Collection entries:
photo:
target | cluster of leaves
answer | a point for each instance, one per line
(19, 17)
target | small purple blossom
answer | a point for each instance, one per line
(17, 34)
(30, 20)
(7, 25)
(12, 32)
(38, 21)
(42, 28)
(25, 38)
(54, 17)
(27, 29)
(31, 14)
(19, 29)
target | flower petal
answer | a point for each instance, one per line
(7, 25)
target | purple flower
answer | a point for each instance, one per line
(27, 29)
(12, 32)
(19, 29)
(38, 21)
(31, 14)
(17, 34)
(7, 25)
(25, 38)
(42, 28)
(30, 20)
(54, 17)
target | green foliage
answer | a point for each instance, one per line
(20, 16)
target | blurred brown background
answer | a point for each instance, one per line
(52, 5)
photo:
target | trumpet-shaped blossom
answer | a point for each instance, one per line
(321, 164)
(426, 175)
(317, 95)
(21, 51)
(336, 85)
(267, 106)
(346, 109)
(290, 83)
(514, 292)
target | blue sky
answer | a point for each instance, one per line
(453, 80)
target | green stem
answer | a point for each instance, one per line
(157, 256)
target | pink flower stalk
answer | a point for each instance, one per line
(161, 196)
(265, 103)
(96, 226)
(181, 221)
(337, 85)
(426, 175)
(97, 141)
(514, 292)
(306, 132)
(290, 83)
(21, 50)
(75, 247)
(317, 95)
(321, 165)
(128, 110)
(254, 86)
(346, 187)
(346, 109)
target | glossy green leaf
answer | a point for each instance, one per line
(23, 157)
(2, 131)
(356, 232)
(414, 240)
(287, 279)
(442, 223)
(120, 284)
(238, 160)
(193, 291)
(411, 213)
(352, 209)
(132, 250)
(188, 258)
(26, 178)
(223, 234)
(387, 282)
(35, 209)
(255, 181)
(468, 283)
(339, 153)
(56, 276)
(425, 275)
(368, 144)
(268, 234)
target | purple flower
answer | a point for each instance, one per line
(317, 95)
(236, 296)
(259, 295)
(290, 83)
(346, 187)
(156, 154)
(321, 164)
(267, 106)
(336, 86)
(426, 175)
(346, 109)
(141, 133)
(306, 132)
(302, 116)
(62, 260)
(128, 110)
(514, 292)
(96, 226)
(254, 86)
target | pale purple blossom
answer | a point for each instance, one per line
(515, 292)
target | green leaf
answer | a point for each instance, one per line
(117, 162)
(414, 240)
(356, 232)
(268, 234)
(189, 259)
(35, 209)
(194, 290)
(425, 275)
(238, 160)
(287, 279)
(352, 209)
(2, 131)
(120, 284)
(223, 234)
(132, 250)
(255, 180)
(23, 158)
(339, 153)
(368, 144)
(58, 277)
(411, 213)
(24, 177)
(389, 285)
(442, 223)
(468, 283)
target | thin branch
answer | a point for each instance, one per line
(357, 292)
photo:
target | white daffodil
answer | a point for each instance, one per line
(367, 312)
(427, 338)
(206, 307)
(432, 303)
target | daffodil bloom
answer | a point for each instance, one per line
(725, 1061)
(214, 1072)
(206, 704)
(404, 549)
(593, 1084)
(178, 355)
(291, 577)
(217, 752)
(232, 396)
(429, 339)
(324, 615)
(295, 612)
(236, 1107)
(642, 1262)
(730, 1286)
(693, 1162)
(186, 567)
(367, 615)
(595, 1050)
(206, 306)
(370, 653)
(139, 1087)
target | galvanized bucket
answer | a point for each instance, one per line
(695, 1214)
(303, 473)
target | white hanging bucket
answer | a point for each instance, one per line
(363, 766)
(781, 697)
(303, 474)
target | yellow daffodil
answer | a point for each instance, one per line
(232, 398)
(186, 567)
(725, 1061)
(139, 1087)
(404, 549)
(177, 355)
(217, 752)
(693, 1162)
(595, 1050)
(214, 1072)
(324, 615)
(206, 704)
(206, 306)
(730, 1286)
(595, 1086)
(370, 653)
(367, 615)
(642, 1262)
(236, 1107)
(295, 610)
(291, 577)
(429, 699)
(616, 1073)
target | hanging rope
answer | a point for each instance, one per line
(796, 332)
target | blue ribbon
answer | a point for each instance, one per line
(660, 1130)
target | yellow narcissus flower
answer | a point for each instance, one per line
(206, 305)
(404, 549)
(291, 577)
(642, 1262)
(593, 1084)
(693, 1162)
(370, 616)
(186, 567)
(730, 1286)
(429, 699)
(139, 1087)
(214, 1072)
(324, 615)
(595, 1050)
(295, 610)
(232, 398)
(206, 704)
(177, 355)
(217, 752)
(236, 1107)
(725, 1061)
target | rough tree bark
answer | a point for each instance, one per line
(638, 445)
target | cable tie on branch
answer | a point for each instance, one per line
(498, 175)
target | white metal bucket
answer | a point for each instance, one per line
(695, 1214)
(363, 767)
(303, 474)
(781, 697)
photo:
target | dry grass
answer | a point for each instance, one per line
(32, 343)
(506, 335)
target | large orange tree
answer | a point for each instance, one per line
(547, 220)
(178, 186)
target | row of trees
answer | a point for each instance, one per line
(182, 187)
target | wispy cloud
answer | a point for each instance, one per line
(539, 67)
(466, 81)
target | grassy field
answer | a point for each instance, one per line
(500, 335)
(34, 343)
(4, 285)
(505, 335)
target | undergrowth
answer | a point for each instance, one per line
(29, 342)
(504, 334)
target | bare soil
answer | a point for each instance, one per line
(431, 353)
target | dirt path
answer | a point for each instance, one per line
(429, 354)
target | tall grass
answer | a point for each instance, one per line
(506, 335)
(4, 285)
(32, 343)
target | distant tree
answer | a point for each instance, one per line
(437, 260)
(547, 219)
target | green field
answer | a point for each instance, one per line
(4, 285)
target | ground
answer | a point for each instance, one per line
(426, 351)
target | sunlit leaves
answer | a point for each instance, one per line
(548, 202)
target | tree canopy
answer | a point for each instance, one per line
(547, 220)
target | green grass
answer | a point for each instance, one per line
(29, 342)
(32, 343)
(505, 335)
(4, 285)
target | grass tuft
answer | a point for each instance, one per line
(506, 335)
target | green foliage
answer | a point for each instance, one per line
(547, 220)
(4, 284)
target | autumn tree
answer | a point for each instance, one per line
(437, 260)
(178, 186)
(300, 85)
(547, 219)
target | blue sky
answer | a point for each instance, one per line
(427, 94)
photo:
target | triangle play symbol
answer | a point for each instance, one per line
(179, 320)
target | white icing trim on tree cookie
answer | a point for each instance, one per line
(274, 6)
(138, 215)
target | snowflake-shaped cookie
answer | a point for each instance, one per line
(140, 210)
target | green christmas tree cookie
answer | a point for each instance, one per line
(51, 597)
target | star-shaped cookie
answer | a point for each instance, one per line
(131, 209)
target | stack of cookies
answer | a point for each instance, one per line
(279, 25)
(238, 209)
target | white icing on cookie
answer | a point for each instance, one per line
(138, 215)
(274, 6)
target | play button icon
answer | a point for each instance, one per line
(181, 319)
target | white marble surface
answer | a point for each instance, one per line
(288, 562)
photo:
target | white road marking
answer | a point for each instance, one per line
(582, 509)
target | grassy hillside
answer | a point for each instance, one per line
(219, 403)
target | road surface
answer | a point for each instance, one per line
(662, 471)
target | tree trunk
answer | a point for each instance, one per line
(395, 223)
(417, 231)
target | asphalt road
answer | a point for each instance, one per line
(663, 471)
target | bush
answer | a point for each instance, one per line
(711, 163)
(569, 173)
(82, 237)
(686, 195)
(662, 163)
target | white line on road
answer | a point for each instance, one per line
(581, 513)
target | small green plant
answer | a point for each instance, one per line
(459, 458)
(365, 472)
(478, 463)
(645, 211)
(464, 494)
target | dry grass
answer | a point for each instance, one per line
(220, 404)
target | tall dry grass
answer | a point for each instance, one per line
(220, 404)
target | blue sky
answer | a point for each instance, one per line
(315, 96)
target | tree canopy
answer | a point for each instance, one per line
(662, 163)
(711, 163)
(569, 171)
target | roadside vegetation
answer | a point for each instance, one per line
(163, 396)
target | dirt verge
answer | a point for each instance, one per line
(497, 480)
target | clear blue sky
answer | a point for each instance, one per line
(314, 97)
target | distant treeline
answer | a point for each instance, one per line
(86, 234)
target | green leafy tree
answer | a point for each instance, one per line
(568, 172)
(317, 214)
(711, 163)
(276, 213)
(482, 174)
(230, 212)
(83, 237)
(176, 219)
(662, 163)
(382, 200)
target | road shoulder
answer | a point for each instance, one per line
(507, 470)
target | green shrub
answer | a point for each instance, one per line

◆ Your task ◆
Rewrite the part of the data that opens with the line containing "target | road surface" and closes with the last line of the data, replacing "dry grass" with "dead grass" and changing nothing else.

◆ Answer to this task ◆
target | road surface
answer | a point for each instance, one per line
(662, 471)
target | tree trunk
answer | a point for each instance, one per line
(395, 223)
(417, 231)
target | asphalt road
answer | a point for each instance, one per line
(663, 471)
target | bush
answer | a point for each instance, one per line
(711, 163)
(569, 173)
(82, 237)
(686, 195)
(662, 163)
target | white line on road
answer | a point for each instance, one per line
(581, 513)
target | small green plant
answer | a point for each instance, one per line
(459, 458)
(365, 472)
(478, 463)
(645, 211)
(464, 494)
target | dead grass
answer | a point for each instance, one per line
(220, 404)
target | tall dead grass
answer | a point for each instance, one per line
(220, 404)
target | blue sky
answer | a point for each instance, one per line
(315, 96)
target | tree canopy
answer | a point for each instance, one per line
(662, 163)
(711, 163)
(569, 171)
target | roadside vegetation
answer | a point for each instance, one per line
(163, 396)
target | dirt verge
answer | a point for each instance, one per line
(497, 480)
target | clear blue sky
answer | a point for each instance, one per line
(314, 97)
target | distant treeline
answer | a point for each instance, one per line
(86, 234)
target | green leafy tree
answer | a point for each instance, one per line
(568, 172)
(317, 214)
(711, 163)
(276, 213)
(482, 174)
(230, 212)
(83, 237)
(176, 219)
(662, 163)
(382, 200)
target | road shoulder
answer | a point for each instance, one per line
(507, 470)
target | green shrub
answer | a point for each instance, one per line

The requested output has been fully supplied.